Write out, word for word, the stretch of the review on transformers as compilers from "Transformers are Efficient" through "will be needed.".

• [Selection]:
+++
Transformers are Efficient Compilers, Provably

Major Theoretical Weaknesses:

• Limited Illustration of Cybertron's Proof Mechanism: The main body of the paper doesn't explain how Cybertron could serve for proving these subtasks that represent transformers clearly. The examples in the appendix are not intuitive for understanding, as they are too implementation-specific. The paper needs revisions on its writing to explain their ideas on how Cybertron is used for proving the capabilities of transformer models. For example, we need at least some detailed minimal end-to-end examples in Mini-Husky for basic statement-level and block-level constructs. I think at least a basic statement-level example, like "a = b + c * d" and a block-level example, like "if(){}" will be needed.
• Language Design and Classification Issues: Mini-Husky is more accurately characterized as a Rust-like language rather than C-like. The choice of Rust-like features may be beneficial for type analysis but should be explicitly justified. The language classification needs to be more precise and well-justified.
• Limited Semantic Generalizability: From a traditional compiler development view, the semantics cannot be fully presented through BNF grammars, as many language-specific features are configurable and implementation-dependent. For example, the authors limit their Mini-Husky language to avoid any type conversion for their type system's convenience; however, this limit also limits the language's generality. For Mini-Husky-2, which allows type conversion, the proof generated by Cybertron is not valid since we need Cybertron-2 to validate it. I think the authors should clarify this key challenge: semantics is different from syntax/grammar, which is why we need language manuals besides BNF grammars to define a programming language. The current presentation seems to overclaim their capability in semantic handling, as the type system in Cybertron is implementation-dependent on Mini-Husky, therefore not generalizable. Current Cybertron is therefore more like a partial compiler (not generating assembly or IR output currently) with type checking tailored to Mini-Husky rather than an extensible DSL, which makes me confused about its effectiveness on other programming languages with different semantics. Authors are encouraged to clarify what the common parts in PLs are that MiniHusky+Cybertron can prove transformers-capable and what are not and need extra development to prove.
+++
• [Stored data]:
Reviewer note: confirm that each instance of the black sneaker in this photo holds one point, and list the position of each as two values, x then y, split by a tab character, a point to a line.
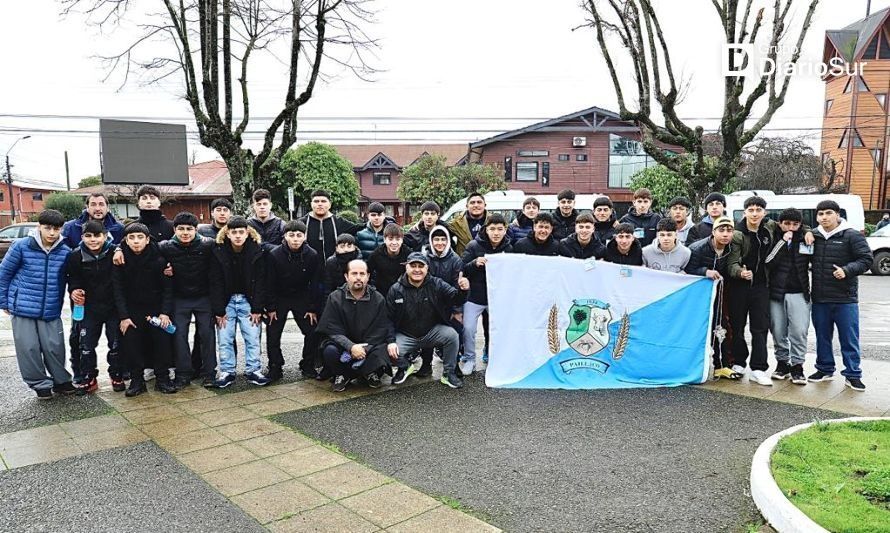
165	386
797	375
274	373
451	380
137	387
818	376
66	388
856	384
373	380
44	394
783	370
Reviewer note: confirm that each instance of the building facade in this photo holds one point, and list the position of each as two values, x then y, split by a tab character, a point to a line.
855	124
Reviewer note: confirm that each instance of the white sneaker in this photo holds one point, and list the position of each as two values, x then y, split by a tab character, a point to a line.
761	378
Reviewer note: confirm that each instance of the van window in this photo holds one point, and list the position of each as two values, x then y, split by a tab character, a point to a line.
809	215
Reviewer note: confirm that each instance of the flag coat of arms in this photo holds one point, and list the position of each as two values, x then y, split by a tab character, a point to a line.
559	323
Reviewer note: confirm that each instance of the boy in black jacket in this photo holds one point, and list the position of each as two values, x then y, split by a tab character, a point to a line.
294	281
89	270
238	298
141	291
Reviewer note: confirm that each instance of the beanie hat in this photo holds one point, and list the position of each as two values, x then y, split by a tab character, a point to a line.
715	197
603	200
431	206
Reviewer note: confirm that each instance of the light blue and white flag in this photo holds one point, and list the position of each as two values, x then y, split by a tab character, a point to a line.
559	323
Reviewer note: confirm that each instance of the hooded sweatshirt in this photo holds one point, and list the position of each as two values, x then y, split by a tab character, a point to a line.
674	261
646	225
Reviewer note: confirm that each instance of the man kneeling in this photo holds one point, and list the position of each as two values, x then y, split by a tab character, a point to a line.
358	330
420	308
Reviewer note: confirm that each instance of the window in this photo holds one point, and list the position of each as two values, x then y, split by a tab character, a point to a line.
527	171
626	158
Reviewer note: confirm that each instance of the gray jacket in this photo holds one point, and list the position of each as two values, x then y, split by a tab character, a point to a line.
673	261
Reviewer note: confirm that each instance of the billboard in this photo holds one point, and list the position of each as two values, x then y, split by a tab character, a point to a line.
143	152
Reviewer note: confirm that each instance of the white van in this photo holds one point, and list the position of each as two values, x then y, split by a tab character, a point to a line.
851	206
509	203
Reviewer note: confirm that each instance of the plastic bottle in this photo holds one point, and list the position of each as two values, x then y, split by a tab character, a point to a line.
155	321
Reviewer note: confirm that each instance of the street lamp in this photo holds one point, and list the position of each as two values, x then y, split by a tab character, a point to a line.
9	177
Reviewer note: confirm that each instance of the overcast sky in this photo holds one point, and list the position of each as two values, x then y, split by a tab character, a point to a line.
443	66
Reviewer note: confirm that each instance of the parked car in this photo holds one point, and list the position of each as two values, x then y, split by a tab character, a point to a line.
879	242
13	232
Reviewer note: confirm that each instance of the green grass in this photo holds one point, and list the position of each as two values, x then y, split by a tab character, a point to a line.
838	474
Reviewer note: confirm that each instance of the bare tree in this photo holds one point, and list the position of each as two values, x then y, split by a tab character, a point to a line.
639	31
210	44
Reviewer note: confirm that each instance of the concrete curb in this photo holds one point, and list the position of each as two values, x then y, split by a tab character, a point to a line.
778	511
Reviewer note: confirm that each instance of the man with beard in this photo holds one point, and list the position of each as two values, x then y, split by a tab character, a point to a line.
357	330
540	241
420	308
581	244
565	215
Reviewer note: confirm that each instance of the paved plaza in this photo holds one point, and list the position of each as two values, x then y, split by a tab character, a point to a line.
297	457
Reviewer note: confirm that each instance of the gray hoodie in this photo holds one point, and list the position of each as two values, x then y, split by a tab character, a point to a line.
657	259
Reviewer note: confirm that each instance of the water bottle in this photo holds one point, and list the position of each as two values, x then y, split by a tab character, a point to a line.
155	321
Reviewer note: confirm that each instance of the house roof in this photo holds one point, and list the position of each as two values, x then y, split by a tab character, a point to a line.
208	179
401	155
592	119
852	40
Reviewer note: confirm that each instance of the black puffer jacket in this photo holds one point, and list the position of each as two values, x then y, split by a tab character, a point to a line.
140	285
191	266
563	226
704	258
528	245
404	301
386	269
846	248
476	274
222	273
294	276
789	270
647	222
570	247
633	257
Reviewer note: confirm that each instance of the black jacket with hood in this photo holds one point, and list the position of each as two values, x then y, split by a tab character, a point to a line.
570	247
648	223
222	272
294	277
633	257
476	274
321	234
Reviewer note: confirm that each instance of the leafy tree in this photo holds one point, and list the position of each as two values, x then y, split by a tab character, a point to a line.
315	166
430	178
69	205
89	181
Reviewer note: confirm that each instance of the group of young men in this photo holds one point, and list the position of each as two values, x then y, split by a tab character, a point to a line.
371	299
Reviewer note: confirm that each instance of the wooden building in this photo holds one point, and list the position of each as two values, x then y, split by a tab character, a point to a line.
855	123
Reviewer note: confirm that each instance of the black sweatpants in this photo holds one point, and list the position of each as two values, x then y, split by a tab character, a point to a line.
749	304
298	308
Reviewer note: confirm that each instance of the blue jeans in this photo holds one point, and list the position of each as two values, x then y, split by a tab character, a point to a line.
238	313
845	317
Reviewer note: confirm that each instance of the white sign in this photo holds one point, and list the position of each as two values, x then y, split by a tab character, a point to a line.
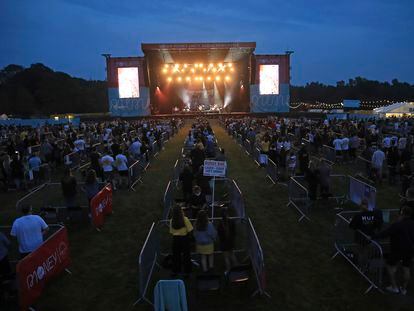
215	168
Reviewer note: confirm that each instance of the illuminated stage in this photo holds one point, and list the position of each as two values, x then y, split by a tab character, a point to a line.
198	77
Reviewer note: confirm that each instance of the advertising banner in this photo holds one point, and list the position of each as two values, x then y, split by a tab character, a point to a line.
38	268
359	190
101	205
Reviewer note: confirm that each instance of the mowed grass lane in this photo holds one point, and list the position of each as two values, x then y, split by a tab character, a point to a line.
105	264
300	274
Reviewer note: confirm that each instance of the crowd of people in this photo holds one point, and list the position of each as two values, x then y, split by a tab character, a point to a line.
28	154
200	144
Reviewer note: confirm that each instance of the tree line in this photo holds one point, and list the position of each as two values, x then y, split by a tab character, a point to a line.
40	91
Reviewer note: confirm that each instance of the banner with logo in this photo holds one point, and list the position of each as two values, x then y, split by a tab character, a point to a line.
38	268
101	205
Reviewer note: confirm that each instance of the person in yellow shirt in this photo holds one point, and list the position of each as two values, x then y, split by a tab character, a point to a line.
180	229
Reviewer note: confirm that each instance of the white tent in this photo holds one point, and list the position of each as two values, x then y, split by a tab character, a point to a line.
396	110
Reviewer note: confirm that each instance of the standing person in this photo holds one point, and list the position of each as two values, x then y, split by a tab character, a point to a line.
107	165
186	178
121	164
312	177
303	159
91	186
69	188
226	230
205	234
180	229
5	269
324	179
377	162
17	171
353	146
337	143
401	234
392	161
29	230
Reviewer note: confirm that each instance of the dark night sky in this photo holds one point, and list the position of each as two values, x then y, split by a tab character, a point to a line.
332	40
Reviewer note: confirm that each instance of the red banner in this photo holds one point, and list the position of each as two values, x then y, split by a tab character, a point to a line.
46	262
101	205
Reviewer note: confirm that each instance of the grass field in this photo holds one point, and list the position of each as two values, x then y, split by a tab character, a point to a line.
300	274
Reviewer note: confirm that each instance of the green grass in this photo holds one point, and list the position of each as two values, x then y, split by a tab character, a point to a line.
300	274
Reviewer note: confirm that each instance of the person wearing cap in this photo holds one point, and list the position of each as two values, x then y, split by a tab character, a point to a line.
29	231
401	234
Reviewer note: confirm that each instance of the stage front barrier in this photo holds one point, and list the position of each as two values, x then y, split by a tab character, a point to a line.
72	160
170	194
362	167
247	146
47	200
135	172
299	198
329	153
33	149
43	175
359	190
257	259
158	245
147	260
364	254
237	200
272	171
36	270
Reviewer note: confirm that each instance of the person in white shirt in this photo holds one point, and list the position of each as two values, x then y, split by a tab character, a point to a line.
135	149
29	230
386	142
402	143
337	143
345	148
107	161
121	164
377	162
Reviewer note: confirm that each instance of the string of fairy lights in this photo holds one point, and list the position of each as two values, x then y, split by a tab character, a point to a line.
198	72
367	104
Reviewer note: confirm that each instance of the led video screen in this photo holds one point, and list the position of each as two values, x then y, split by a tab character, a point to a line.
128	82
269	79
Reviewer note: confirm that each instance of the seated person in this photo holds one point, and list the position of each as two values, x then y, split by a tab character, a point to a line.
197	200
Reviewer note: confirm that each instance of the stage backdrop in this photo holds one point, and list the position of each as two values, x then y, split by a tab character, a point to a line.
269	89
128	91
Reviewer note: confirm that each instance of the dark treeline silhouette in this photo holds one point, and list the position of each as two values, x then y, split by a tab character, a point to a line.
40	91
358	88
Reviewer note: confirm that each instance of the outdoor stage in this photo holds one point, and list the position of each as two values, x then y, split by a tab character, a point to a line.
198	77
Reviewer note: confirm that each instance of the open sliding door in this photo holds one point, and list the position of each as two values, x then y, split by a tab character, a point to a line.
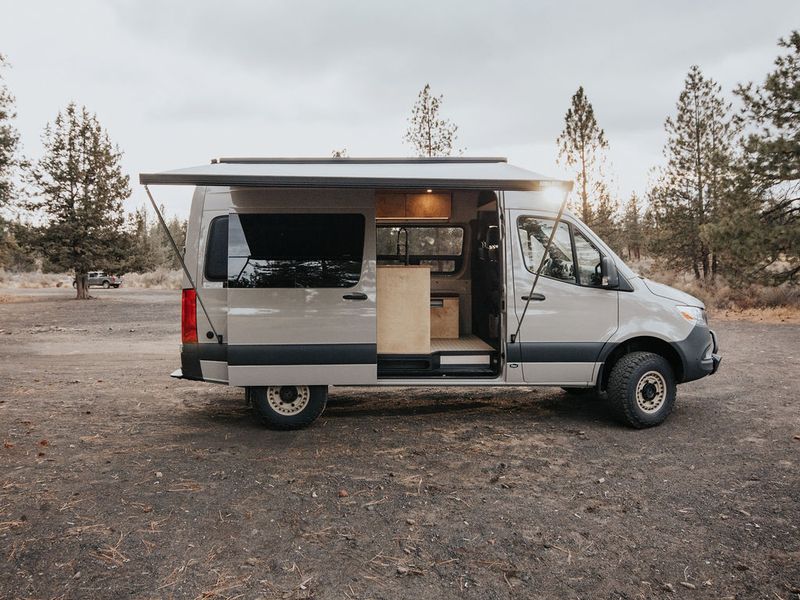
301	292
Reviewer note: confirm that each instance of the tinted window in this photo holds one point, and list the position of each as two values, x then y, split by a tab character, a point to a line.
439	247
217	250
295	250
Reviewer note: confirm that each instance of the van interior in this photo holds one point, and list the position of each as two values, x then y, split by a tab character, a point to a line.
439	283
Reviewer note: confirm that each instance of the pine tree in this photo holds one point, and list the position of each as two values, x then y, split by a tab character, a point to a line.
763	210
632	228
9	141
698	174
80	188
581	147
427	132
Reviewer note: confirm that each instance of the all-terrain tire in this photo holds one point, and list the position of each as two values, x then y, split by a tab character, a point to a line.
641	389
289	407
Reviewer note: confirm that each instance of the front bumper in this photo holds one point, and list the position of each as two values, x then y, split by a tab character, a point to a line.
699	354
716	359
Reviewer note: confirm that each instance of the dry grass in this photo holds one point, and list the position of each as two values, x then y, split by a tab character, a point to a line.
162	279
34	280
158	279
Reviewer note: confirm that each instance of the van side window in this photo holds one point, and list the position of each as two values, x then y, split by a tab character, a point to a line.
295	250
533	235
441	247
216	264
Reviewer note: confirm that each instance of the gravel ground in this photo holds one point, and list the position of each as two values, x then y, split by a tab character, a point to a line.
118	482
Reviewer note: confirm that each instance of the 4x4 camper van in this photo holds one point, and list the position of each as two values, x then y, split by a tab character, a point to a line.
306	273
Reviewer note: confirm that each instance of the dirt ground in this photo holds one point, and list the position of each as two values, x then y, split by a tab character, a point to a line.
118	482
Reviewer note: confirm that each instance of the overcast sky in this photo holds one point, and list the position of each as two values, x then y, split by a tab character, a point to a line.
178	83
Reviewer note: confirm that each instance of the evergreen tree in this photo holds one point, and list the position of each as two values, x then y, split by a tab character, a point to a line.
80	188
763	210
427	132
632	227
9	141
9	144
698	174
581	147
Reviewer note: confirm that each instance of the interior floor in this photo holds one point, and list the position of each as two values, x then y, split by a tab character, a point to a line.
464	343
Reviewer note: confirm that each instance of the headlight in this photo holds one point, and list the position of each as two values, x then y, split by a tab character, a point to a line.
693	314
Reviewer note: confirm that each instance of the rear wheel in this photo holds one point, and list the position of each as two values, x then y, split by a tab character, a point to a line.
641	389
289	406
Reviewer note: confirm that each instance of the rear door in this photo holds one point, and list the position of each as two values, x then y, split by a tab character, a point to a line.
301	296
570	317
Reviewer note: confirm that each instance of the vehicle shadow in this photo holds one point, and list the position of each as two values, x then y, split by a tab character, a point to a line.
508	406
536	405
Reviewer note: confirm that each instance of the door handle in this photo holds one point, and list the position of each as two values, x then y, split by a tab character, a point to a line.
355	296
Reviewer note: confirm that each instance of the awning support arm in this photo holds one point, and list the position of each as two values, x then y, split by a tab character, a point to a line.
541	266
183	264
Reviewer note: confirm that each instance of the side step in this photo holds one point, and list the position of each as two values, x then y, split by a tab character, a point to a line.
439	364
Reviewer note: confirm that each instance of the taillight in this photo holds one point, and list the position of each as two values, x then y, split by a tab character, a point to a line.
189	317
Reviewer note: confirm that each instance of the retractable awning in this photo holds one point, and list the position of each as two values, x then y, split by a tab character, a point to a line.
434	173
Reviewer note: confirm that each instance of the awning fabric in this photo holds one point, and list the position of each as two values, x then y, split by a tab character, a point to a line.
436	173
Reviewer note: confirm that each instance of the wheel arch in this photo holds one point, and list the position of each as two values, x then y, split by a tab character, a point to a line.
640	344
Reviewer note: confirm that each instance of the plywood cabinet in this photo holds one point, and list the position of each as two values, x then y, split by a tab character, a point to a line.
413	205
444	317
404	324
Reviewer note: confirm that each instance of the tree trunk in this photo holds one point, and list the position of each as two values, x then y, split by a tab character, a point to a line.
82	286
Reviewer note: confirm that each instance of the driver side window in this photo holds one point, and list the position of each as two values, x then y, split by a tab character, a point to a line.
572	258
588	261
533	235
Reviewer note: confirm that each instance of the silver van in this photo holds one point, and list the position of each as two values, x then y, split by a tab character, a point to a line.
306	273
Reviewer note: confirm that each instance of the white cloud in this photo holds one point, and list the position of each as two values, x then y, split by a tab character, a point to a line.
177	83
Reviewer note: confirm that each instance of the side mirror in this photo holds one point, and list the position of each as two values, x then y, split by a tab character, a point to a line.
493	242
608	273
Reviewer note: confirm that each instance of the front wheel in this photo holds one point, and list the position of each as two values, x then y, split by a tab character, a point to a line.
641	389
289	406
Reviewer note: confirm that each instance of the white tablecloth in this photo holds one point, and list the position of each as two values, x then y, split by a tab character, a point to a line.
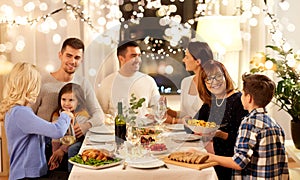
115	173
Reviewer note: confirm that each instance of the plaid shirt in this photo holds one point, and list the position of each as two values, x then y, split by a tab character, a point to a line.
259	149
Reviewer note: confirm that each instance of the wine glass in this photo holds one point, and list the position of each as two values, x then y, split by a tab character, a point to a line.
160	112
132	134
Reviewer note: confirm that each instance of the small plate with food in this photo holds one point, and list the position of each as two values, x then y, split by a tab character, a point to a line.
158	148
95	159
175	127
102	138
145	163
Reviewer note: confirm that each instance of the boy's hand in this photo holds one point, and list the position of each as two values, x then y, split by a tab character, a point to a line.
71	115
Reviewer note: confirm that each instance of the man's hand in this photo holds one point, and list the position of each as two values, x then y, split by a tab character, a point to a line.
56	159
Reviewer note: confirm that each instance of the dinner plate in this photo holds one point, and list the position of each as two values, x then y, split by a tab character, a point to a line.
175	127
146	163
96	167
186	137
103	129
102	138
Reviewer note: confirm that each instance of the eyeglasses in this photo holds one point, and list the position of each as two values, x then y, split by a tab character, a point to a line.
217	77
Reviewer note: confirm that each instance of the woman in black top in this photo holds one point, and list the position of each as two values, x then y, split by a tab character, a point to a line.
222	104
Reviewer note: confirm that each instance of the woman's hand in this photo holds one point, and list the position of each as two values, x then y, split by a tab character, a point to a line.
56	159
71	115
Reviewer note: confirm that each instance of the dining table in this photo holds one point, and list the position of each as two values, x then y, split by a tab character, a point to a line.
124	171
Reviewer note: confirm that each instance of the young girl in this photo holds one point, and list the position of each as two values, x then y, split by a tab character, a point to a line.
24	130
70	97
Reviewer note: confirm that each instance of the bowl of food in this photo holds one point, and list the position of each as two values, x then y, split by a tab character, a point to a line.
201	126
148	135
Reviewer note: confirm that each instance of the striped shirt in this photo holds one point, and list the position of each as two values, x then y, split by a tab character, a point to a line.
259	149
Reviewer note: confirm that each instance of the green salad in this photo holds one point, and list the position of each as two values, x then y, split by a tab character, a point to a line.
93	162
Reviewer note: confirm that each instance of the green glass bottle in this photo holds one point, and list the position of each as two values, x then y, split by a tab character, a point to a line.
120	126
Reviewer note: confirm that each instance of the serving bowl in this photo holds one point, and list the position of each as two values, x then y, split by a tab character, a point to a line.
201	126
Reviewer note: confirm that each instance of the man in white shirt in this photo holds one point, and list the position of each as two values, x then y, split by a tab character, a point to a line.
119	85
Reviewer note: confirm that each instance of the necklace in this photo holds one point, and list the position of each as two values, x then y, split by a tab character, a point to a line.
219	105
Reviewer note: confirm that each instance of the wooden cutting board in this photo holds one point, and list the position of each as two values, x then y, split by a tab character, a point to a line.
193	166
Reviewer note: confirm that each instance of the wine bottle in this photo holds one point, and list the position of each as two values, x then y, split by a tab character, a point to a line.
120	126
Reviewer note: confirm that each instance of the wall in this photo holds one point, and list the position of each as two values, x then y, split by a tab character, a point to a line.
293	38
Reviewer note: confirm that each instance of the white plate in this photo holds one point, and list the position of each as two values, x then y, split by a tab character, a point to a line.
102	138
103	129
96	167
175	127
146	163
186	137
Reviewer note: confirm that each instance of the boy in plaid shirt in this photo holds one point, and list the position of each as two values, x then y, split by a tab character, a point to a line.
259	151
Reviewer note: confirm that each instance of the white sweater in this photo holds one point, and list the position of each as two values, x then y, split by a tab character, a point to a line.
189	104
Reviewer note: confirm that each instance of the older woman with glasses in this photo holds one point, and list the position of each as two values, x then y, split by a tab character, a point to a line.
222	104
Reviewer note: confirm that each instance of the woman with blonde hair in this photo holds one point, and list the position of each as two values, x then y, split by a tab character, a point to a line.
222	105
24	130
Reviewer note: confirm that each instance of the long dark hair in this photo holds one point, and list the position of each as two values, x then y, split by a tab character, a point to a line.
200	50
+++
• [Output of the task]:
Transformers are Efficient Compilers, Provably

Major Theoretical Weaknesses:

• Limited Illustration of Cybertron's Proof Mechanism: The main body of the paper doesn't explain how Cybertron could serve for proving these subtasks that represent transformers clearly. The examples in the appendix are not intuitive for understanding, as they are too implementation-specific. The paper needs revisions on its writing to explain their ideas on how Cybertron is used for proving the capabilities of transformer models. For example, we need at least some detailed minimal end-to-end examples in Mini-Husky for basic statement-level and block-level constructs. I think at least a basic statement-level example, like "a = b + c * d" and a block-level example, like "if(){}" will be needed.